## [WHAT YOU SHOULD DO]
Please extract every line from the listing that follows that contains the string "below". Case counts.

## [Stored records]
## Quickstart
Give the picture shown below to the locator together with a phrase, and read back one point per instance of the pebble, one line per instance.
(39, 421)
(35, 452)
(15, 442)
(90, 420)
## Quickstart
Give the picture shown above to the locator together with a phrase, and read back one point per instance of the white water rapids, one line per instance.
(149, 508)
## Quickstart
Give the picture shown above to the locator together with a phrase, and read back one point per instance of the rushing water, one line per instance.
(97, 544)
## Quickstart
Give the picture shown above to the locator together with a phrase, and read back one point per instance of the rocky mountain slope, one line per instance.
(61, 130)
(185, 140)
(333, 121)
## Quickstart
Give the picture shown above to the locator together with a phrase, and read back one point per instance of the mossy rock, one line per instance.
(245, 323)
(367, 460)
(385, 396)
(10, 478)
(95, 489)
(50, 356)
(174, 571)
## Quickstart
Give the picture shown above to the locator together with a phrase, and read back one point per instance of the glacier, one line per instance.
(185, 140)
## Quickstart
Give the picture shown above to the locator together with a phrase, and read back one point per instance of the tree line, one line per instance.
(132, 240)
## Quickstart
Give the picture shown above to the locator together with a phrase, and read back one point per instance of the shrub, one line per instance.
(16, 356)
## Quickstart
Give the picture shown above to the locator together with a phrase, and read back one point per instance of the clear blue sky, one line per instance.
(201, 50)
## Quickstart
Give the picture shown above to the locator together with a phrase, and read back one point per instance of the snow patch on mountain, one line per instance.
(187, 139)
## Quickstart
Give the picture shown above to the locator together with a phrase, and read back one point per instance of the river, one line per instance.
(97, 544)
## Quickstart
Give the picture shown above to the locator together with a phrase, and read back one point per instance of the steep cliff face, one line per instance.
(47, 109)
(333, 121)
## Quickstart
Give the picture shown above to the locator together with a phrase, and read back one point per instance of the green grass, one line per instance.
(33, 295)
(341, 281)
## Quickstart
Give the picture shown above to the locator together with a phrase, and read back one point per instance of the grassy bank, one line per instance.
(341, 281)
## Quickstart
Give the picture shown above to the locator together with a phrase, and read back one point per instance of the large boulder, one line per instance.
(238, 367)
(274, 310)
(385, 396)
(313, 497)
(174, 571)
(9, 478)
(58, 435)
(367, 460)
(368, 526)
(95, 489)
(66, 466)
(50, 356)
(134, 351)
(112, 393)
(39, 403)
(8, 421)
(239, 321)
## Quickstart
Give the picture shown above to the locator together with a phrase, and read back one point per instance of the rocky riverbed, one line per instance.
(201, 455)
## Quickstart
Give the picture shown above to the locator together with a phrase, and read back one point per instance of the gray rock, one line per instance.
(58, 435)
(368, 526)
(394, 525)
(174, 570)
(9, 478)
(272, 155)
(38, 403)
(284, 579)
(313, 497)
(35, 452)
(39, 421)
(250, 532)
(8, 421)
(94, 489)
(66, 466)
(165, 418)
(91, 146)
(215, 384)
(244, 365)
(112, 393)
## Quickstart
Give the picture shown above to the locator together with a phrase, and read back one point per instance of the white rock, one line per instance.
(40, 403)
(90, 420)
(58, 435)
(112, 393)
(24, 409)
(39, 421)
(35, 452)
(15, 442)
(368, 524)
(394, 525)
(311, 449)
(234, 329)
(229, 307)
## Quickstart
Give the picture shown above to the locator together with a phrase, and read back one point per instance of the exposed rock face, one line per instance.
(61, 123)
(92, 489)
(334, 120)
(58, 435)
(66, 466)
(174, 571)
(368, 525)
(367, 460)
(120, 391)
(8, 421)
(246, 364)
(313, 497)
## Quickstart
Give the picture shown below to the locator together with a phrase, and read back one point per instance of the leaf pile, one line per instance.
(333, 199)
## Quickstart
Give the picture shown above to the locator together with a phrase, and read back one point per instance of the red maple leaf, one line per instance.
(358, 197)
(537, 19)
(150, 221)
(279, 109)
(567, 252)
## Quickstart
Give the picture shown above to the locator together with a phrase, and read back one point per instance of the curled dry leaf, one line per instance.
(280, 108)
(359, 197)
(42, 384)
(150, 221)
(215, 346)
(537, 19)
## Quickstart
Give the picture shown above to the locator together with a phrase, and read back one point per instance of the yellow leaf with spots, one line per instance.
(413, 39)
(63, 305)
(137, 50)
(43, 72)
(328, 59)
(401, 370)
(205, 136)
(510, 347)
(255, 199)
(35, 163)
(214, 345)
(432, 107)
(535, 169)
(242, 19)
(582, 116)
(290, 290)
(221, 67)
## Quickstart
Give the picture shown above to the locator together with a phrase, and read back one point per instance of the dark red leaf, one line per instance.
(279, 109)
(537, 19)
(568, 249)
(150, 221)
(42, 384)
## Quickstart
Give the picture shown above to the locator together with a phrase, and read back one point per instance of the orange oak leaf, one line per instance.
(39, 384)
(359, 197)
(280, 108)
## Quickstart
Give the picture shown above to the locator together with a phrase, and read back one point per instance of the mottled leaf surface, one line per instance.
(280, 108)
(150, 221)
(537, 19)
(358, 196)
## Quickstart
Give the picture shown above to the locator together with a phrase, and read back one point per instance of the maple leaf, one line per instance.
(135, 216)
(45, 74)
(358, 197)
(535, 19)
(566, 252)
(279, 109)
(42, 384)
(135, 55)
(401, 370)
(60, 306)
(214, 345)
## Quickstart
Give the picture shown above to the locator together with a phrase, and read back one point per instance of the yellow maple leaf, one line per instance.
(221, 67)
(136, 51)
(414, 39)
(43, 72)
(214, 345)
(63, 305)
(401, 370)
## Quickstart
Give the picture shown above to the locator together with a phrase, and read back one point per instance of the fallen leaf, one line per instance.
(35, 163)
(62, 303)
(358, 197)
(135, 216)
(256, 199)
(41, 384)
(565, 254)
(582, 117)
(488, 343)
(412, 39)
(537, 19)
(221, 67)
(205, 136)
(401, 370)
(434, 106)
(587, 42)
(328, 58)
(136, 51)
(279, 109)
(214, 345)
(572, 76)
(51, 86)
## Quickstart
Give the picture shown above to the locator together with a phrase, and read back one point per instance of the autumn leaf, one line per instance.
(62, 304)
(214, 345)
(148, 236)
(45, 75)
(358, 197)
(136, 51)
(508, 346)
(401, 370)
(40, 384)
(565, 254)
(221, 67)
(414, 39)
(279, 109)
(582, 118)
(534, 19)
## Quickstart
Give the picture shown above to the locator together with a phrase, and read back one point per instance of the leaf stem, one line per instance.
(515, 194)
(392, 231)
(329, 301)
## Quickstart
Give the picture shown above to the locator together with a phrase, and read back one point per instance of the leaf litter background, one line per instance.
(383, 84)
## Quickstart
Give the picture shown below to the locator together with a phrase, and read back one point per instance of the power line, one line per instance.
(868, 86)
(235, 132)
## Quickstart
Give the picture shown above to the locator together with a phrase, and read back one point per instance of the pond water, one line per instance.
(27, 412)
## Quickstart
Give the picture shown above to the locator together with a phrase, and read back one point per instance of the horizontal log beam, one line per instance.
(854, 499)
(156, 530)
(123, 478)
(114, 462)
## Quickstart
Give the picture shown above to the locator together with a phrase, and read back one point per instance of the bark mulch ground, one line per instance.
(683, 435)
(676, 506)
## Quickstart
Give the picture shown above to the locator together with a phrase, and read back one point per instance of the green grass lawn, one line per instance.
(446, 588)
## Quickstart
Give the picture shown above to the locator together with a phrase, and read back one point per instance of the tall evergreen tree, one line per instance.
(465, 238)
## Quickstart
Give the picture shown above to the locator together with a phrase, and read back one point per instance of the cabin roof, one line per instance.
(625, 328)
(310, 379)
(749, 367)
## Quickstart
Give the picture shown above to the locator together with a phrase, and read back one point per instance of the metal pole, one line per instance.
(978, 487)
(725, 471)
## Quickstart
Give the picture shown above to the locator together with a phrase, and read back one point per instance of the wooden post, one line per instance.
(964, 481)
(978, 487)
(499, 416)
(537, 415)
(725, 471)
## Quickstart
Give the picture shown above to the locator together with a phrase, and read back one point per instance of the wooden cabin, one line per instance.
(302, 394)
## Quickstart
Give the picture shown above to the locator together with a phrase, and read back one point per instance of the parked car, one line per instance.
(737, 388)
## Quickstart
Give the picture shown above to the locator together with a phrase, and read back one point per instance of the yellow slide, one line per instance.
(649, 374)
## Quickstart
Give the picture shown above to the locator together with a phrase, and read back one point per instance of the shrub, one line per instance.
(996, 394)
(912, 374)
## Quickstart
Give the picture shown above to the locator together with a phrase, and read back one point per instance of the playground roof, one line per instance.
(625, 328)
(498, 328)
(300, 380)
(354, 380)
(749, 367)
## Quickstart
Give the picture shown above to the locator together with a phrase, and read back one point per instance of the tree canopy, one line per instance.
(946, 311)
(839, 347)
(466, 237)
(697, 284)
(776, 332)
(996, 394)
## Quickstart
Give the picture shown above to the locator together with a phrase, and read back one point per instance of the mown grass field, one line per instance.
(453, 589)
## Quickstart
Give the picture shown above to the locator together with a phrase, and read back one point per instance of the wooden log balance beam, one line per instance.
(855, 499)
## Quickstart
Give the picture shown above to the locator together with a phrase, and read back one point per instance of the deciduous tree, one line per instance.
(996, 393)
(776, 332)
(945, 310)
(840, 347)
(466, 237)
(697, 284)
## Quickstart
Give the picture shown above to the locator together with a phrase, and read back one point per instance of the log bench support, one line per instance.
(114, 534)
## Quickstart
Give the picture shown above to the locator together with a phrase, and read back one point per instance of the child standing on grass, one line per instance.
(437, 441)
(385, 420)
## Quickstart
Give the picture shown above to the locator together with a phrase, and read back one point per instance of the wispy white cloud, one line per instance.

## [EXPECTED OUTPUT]
Give the picture shown below to the locator together with a phrase, and read back one point per instance of the pebble, one line per instance.
Give the picture shown below to the locator together with a phrase, and read back one point per instance of the leaf pile, one line per instance.
Give the picture shown below to the locator together with a phrase, and read back one point per instance of the power line, one line per instance.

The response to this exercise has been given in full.